Directions for this task >> Copy out the rows below, swapping "instance" for "occurrence" wherever it occurs and changing nothing else. Leave the pictures out of your copy.

-- BEGIN Provided information --

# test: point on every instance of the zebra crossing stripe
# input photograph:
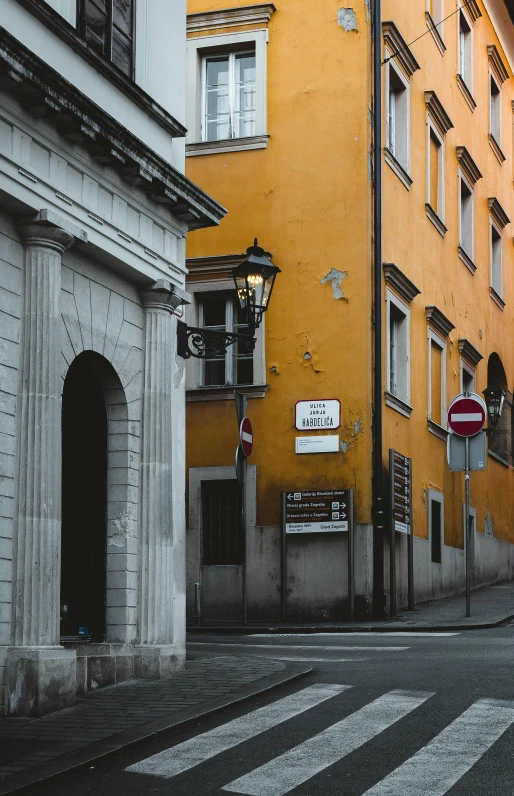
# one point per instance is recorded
(184, 756)
(296, 766)
(441, 763)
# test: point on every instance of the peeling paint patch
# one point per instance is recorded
(336, 278)
(488, 524)
(347, 19)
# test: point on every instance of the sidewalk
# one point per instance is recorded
(491, 606)
(106, 720)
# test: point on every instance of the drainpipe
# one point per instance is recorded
(378, 485)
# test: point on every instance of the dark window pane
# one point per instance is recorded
(214, 308)
(214, 372)
(435, 531)
(122, 52)
(222, 533)
(96, 27)
(122, 11)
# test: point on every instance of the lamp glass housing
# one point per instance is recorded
(494, 398)
(254, 279)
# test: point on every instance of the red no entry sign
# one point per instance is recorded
(246, 437)
(466, 415)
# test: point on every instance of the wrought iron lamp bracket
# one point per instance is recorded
(192, 341)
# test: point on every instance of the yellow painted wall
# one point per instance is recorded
(432, 263)
(307, 199)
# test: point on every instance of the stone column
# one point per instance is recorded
(40, 674)
(156, 655)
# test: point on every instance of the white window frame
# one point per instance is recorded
(203, 46)
(434, 495)
(496, 228)
(403, 391)
(441, 196)
(194, 370)
(496, 134)
(438, 19)
(466, 74)
(433, 337)
(465, 367)
(402, 158)
(471, 250)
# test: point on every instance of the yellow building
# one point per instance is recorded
(281, 130)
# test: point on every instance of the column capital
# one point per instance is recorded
(50, 230)
(163, 295)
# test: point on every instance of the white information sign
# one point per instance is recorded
(323, 414)
(326, 444)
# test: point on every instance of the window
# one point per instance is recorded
(436, 524)
(465, 52)
(496, 258)
(398, 349)
(221, 312)
(466, 216)
(435, 171)
(436, 381)
(495, 109)
(398, 116)
(467, 377)
(108, 28)
(229, 96)
(222, 532)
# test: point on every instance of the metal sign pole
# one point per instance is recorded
(466, 534)
(410, 546)
(351, 584)
(392, 541)
(283, 561)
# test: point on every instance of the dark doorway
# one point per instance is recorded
(84, 500)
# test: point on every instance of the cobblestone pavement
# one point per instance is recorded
(110, 718)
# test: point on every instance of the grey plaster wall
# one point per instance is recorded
(11, 263)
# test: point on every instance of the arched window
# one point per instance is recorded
(500, 441)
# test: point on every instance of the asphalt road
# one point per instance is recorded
(381, 715)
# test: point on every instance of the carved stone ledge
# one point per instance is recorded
(43, 91)
(469, 352)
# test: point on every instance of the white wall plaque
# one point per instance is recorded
(326, 444)
(323, 414)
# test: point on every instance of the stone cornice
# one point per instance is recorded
(468, 165)
(58, 25)
(399, 48)
(500, 70)
(437, 112)
(469, 352)
(44, 92)
(439, 321)
(222, 264)
(163, 295)
(230, 17)
(401, 283)
(497, 212)
(473, 10)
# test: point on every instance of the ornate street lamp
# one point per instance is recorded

-- END Provided information --

Complete response >>
# test: point on every occurrence of the zebra crossing stripe
# input photograph:
# one point per occurrence is recorded
(184, 756)
(296, 766)
(441, 763)
# test: point on every occurrence of the peeling paint patch
# one point per occurrence is recorded
(336, 278)
(488, 524)
(347, 19)
# test: point on every occurrence of the sidewalk
# one point per occurrence is recorded
(491, 606)
(106, 720)
# test: point on every occurrence of the drainpipe
# one point per occurrence is recorded
(378, 485)
# test: point on every occurrence of the dark window pane
# one point per occurrence is recorded
(214, 308)
(214, 372)
(435, 531)
(122, 52)
(222, 533)
(96, 27)
(122, 11)
# test: point on every occurrence of the lamp glass housing
# one point per occurrence is recorded
(494, 398)
(254, 279)
# test: point on every occurrence of the red no entry sign
# one point per occurrence is recorded
(246, 437)
(466, 415)
# test: point on every occurrence of the wrought iron lamp bracket
# one point per occurrence is recorded
(192, 341)
# test: point on every occurrence of the yellow painted wall
# one point per occurrence is recorded
(432, 263)
(307, 199)
# test: point on every occurrence of the stone column
# one point per occurrence is recorded
(40, 674)
(156, 655)
# test: point on every occurrence of the white window frame
# one point per occurrence is recorded
(203, 46)
(434, 495)
(496, 228)
(403, 391)
(441, 196)
(194, 370)
(496, 134)
(438, 19)
(466, 74)
(433, 337)
(465, 367)
(402, 158)
(471, 250)
# test: point on every occurrence of the yellow building
# one point per occurrence is recorded
(281, 130)
# test: point on every occurrence of the column capital
# one point per occurrence is recorded
(50, 230)
(163, 295)
# test: point on every occurrence of the white information sign
# one point per occurrence is recorded
(323, 414)
(326, 444)
# test: point on every occurrence of the window
# one point per occurrence is recorded
(436, 524)
(465, 52)
(496, 258)
(398, 349)
(221, 312)
(466, 216)
(435, 171)
(436, 381)
(495, 109)
(398, 116)
(467, 377)
(108, 28)
(229, 96)
(222, 532)
# test: point on every occurrence of the metal sign pole
# one point per occurrence is recorded
(466, 534)
(410, 546)
(351, 584)
(392, 541)
(283, 561)
# test: point on every occurrence of the dark doorway
# one point per occurrence is recorded
(84, 500)
# test: point on every occurrence of the cobblestone pavement
# one point per occurrence is recorded
(110, 718)
# test: point on every occurrence of the grey plaster wall
# one point per occurrence is recorded
(11, 263)
# test: point on every occurrence of the arched window
# one point per occurrence is recorded
(500, 441)
# test: point on every occurrence of the asphalt road
# one point per occurrence is recorded
(381, 715)
# test: point on every occurrence of the carved stone ledge
# one point per occurrence is recorded
(43, 91)
(469, 352)
# test: point on every occurrence of the white wall plaque
# one point per occurrence is recorded
(326, 444)
(323, 414)
# test: point on every occurrence of the stone cornice
# one point per occurrence is recorded
(468, 165)
(58, 25)
(399, 48)
(500, 70)
(437, 112)
(469, 352)
(44, 92)
(439, 321)
(222, 264)
(163, 295)
(230, 17)
(401, 283)
(497, 212)
(473, 10)
# test: point on every occurrence of the ornate street lamp
# one point per occurrence is recorded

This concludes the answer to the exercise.